Exercise description:
Go over the data below line by line, and state how many lines contain the string "shorts". Give the number only.

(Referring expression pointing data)

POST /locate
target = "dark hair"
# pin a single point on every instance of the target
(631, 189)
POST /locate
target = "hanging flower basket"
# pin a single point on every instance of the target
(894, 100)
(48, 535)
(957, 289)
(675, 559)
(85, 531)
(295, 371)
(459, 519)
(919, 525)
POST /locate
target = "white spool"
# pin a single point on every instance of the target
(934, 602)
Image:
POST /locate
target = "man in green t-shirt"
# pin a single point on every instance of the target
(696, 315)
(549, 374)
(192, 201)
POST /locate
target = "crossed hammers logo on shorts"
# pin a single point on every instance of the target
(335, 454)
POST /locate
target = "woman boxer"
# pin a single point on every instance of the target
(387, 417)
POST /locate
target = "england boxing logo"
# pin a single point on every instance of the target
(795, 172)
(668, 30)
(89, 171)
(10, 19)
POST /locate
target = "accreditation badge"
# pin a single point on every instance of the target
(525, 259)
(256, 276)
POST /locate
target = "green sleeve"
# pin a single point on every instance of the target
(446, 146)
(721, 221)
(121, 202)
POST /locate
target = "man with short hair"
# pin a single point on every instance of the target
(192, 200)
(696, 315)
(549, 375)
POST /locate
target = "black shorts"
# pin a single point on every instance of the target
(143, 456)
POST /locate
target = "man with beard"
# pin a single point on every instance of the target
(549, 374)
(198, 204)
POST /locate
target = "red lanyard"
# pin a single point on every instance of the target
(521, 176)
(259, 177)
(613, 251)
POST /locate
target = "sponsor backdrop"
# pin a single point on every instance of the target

Written answer:
2